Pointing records
-*-

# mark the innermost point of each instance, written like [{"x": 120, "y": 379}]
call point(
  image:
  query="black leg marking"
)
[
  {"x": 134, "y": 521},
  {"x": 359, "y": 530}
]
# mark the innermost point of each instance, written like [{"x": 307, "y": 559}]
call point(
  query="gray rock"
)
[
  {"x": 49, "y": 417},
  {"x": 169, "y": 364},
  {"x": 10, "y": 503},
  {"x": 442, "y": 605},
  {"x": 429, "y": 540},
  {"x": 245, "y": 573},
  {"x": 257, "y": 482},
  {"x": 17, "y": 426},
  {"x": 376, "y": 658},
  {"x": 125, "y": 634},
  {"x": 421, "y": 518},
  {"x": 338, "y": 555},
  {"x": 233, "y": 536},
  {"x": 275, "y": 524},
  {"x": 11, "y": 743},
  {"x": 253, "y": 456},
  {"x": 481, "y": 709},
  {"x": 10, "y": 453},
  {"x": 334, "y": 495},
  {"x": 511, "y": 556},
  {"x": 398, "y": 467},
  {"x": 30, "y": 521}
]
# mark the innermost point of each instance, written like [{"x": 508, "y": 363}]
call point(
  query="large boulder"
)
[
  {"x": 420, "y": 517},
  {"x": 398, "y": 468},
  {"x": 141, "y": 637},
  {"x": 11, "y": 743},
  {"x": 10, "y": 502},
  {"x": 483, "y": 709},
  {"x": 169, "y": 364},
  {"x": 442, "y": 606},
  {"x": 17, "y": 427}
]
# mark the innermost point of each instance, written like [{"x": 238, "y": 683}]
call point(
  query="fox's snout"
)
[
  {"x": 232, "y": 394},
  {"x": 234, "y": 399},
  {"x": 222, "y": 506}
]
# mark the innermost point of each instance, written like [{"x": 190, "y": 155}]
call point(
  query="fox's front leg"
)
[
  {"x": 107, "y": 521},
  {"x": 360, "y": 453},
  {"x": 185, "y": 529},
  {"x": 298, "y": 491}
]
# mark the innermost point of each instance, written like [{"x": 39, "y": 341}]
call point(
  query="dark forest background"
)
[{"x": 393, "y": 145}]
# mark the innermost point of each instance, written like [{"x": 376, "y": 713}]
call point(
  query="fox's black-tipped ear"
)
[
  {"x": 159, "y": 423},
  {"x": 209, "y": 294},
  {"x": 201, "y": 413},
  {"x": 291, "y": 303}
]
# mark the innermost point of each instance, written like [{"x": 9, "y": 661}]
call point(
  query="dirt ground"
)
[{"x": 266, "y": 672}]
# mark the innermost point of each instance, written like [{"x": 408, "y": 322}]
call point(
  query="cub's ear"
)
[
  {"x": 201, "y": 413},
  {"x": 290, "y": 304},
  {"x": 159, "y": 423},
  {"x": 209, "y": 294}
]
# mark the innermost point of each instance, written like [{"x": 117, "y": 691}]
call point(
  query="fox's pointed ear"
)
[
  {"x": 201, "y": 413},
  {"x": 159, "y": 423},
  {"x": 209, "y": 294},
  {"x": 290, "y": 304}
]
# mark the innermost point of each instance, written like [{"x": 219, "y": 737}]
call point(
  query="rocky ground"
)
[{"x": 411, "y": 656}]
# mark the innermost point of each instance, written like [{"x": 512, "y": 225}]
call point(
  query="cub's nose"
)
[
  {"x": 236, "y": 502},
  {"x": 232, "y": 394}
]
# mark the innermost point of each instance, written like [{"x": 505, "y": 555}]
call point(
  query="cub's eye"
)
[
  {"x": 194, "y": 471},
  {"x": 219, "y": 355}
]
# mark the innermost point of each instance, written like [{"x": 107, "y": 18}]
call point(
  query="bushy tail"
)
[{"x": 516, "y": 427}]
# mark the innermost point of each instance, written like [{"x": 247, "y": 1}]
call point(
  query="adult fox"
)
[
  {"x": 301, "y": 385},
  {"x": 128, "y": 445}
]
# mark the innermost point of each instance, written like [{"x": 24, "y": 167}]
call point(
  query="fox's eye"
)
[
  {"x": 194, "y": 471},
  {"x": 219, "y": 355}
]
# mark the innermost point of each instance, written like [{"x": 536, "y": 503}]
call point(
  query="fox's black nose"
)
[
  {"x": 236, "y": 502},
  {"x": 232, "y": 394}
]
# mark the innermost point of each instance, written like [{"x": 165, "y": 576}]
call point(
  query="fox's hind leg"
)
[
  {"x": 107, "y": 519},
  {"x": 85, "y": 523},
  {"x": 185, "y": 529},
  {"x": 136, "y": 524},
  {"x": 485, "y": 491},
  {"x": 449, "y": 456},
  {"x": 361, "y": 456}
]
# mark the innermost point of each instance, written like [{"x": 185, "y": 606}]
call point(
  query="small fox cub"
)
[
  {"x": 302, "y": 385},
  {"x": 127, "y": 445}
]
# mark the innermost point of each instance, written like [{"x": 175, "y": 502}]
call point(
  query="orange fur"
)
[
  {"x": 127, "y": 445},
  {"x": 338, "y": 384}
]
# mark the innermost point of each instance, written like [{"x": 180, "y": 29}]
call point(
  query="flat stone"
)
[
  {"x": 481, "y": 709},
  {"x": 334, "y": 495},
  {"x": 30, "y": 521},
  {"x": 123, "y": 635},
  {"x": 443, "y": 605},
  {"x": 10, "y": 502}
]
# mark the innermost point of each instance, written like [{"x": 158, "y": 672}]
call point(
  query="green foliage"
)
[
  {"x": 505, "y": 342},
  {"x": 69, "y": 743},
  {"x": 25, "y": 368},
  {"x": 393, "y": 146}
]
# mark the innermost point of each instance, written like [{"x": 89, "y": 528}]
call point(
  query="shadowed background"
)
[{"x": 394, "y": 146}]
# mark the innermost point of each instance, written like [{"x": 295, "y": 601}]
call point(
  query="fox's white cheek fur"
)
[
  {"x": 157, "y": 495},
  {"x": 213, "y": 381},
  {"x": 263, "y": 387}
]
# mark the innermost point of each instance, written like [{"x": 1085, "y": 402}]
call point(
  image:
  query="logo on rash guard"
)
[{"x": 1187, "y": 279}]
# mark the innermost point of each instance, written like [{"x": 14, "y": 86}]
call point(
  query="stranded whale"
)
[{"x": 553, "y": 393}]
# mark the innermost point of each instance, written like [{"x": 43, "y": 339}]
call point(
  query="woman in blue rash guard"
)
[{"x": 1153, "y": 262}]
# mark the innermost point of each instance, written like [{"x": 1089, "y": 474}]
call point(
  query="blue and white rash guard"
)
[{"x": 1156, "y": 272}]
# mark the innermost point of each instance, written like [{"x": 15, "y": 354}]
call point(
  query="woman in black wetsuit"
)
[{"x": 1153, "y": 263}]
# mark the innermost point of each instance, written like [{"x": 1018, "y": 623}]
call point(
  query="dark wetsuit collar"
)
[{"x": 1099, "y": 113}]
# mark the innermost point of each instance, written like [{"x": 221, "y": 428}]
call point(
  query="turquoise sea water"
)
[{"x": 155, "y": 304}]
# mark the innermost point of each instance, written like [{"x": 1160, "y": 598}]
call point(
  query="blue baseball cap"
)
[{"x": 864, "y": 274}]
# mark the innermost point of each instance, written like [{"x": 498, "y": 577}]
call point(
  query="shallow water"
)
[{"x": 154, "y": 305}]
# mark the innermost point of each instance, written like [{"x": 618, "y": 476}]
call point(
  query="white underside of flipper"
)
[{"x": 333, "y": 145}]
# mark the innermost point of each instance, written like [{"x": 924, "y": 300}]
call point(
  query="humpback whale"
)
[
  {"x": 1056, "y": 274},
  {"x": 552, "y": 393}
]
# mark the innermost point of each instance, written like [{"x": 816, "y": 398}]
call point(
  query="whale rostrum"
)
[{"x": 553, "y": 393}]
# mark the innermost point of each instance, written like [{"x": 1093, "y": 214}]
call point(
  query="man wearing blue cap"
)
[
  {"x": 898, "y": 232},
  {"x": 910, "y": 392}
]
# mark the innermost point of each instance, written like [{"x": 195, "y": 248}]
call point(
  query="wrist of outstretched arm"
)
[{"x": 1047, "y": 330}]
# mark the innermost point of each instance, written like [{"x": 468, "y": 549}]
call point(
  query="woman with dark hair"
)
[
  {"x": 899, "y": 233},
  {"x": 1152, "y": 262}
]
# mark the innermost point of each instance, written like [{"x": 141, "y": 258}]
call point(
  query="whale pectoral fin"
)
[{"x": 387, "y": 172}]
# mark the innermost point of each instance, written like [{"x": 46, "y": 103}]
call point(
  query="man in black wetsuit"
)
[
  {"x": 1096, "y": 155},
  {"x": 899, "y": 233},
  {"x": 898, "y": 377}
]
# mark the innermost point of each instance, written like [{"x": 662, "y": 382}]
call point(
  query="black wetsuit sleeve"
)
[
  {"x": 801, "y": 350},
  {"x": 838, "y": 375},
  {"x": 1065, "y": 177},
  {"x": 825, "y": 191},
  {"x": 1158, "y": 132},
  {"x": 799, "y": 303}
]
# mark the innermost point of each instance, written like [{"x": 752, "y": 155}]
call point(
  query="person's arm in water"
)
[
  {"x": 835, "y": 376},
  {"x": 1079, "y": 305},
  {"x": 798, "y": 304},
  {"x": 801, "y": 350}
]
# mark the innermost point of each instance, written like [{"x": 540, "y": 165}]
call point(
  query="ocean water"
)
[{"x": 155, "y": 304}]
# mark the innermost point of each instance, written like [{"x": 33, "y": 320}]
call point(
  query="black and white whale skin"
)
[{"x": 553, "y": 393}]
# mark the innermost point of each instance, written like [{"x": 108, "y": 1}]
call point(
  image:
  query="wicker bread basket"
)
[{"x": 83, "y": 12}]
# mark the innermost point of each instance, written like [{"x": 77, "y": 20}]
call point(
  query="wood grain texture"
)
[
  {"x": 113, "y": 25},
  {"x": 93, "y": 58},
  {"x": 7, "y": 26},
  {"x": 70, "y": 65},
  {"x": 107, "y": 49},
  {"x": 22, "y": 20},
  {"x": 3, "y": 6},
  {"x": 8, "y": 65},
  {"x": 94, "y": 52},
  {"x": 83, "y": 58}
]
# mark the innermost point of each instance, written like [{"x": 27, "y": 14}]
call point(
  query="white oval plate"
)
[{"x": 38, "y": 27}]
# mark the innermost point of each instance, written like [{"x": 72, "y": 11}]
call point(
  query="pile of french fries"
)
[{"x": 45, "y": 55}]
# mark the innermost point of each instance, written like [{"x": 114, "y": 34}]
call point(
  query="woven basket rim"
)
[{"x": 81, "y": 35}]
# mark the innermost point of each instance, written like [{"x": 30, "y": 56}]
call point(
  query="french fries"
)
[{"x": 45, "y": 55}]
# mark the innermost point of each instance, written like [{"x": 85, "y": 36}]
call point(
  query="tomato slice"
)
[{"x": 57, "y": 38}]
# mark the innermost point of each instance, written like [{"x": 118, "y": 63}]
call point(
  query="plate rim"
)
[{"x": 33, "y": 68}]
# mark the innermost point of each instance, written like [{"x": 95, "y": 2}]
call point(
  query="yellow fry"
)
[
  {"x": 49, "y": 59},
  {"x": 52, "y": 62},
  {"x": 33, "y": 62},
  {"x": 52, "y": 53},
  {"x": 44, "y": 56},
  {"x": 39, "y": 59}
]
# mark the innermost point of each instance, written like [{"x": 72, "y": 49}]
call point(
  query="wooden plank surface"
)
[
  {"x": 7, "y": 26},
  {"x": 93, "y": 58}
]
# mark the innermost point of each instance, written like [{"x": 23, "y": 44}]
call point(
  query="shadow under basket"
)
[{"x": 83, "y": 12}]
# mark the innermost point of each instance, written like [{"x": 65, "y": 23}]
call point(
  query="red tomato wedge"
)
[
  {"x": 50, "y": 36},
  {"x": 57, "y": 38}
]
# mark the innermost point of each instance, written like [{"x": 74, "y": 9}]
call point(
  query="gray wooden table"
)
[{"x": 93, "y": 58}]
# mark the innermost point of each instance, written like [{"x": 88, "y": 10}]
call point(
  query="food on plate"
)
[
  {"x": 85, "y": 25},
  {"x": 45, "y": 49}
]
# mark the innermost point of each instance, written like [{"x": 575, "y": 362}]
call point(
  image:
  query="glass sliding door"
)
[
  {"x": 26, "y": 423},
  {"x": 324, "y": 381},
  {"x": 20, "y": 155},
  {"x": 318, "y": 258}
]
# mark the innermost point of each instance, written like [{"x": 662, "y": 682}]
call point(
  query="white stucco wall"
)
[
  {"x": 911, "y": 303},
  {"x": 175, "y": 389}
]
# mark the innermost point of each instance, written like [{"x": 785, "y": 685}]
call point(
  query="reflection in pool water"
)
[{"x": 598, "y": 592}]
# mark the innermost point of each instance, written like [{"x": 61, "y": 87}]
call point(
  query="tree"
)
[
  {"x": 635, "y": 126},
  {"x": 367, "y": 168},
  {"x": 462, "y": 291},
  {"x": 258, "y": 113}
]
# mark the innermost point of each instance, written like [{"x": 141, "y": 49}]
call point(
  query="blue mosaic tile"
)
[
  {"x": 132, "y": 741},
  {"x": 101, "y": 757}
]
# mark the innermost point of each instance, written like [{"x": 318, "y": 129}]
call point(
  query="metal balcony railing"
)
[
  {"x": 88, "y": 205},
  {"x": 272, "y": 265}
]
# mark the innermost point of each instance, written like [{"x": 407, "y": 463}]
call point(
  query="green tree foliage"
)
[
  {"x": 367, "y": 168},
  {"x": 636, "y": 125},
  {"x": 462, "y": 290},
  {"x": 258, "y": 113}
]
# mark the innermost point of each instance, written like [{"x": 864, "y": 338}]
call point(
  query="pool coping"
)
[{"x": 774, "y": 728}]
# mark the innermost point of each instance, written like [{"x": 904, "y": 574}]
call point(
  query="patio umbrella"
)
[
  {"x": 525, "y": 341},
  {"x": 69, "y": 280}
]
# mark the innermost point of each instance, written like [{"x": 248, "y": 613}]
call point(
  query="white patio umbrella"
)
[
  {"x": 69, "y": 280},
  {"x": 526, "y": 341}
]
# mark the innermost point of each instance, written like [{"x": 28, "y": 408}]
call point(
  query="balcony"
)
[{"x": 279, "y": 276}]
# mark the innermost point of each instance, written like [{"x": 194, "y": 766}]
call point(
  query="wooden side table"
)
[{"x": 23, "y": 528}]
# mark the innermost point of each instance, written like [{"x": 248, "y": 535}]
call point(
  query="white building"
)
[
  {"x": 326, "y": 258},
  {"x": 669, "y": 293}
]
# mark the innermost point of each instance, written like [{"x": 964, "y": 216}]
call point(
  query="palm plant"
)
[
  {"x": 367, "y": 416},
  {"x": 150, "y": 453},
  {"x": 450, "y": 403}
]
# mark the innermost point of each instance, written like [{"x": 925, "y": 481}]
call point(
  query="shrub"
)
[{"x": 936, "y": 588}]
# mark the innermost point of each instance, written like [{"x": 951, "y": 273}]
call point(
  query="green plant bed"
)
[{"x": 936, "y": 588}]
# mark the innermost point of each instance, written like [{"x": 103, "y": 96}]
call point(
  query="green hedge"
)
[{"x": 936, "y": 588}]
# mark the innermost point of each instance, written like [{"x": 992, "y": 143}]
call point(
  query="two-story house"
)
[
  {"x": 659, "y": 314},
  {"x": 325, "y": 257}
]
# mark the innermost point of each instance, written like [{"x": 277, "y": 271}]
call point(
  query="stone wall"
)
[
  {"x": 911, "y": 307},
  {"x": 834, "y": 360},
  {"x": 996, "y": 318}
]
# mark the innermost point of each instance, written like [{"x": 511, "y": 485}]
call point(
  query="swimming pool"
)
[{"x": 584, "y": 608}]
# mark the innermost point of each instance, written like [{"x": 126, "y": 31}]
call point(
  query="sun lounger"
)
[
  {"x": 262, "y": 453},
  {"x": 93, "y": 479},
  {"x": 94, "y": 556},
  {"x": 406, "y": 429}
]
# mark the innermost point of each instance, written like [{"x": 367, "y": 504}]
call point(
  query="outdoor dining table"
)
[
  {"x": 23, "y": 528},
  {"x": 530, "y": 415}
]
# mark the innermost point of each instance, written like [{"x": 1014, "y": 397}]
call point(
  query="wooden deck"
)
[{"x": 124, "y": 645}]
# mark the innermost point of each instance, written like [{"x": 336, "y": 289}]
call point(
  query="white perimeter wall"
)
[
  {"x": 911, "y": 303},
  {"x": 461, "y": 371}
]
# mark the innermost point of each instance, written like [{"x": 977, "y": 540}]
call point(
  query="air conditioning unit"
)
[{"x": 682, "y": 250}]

-*-

OBJECTIVE
Extract each line from the entries above that includes the word "dark".

RESULT
  query="dark forest background"
  query="dark wetsuit collar"
  query="woman with dark hair"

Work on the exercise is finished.